:: DATA TO PROCESS ::

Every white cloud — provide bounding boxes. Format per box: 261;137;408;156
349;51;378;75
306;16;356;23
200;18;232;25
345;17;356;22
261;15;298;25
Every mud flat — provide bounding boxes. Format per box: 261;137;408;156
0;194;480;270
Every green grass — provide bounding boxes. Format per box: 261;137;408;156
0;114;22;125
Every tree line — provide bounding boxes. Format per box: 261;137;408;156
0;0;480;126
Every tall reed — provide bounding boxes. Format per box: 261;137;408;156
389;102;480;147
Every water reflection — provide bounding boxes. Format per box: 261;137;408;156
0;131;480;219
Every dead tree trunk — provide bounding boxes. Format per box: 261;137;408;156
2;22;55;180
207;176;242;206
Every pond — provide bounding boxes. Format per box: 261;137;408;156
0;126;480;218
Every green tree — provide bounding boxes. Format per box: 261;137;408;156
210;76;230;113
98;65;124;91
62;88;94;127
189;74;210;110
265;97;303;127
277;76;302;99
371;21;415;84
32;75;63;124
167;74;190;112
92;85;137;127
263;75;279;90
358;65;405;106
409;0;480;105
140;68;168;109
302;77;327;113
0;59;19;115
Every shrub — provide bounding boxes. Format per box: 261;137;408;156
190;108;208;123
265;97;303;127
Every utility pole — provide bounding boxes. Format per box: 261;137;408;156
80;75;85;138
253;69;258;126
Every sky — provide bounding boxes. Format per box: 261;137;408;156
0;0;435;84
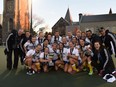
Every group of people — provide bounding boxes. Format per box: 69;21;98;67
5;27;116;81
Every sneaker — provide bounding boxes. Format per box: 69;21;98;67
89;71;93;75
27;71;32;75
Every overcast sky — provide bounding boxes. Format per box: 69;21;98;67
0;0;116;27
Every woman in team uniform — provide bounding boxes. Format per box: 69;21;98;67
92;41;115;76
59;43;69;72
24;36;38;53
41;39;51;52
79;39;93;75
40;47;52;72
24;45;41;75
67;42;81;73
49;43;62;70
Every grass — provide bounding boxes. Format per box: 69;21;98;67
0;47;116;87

:::

SET EXERCISE: Turn all of the data above into a numbered list, skipping any blank lines and leaving out the pictures.

WRITTEN ANSWER:
1. Every white cloud — provide bounding boxes. Format per box: 261;137;408;156
2. 349;51;378;75
3. 306;16;356;23
4. 200;18;232;25
5. 345;17;356;22
6. 261;15;298;25
7. Every mud flat — provide bounding boxes. Format per box: 261;137;408;156
8. 0;194;480;270
9. Every green grass — provide bounding boxes. Format per box: 261;137;408;156
10. 0;114;22;125
11. Every tree line — provide bounding boxes. Format per box: 261;137;408;156
12. 0;0;480;126
13. Every tall reed — provide bounding boxes. Format per box: 261;137;408;156
14. 389;102;480;147
15. Every water reflection — provide bounding boxes. Format per box: 261;137;408;156
16. 0;131;480;219
17. Every dead tree trunk — provide bounding boxes. Format per box: 261;137;408;156
18. 2;22;55;180
19. 207;176;242;206
20. Every pond — provide bounding boxes. Format per box: 261;137;408;156
21. 0;126;480;218
22. Every green tree — provide bounding boxes. Format per box: 261;137;408;156
23. 210;76;230;113
24. 98;65;124;91
25. 62;88;94;127
26. 189;74;210;110
27. 265;97;303;127
28. 277;76;302;99
29. 371;21;415;84
30. 32;75;63;124
31. 167;74;190;112
32. 92;85;137;127
33. 263;75;279;90
34. 358;65;405;106
35. 409;0;480;105
36. 140;68;168;109
37. 302;77;327;113
38. 0;59;19;115
39. Every shrub — provide bounding boxes. Format per box: 261;137;408;156
40. 190;108;208;123
41. 265;97;303;127
42. Every utility pole — provide bounding boxes. Format per box: 261;137;408;156
43. 80;75;85;138
44. 253;69;258;126
45. Every sky — provide bounding boxes. Format per box: 261;137;408;156
46. 0;0;435;84
47. Every group of people — provide bounding boxes. Format per box: 69;21;98;67
48. 5;27;116;81
49. Every sneaker — provide bounding boxes. Format per box: 69;21;98;67
50. 89;71;93;75
51. 27;71;32;75
52. Every overcast sky — provide bounding boxes. Format per box: 69;21;98;67
53. 0;0;116;27
54. Every woman in team uniform — provide bounding boxes. Format per box: 69;21;98;67
55. 92;41;115;76
56. 59;43;69;72
57. 24;36;38;53
58. 41;39;51;52
59. 79;39;93;75
60. 40;47;52;72
61. 24;45;41;75
62. 67;42;81;73
63. 49;43;62;70
64. Every grass — provide bounding boxes. Format per box: 69;21;98;67
65. 0;47;116;87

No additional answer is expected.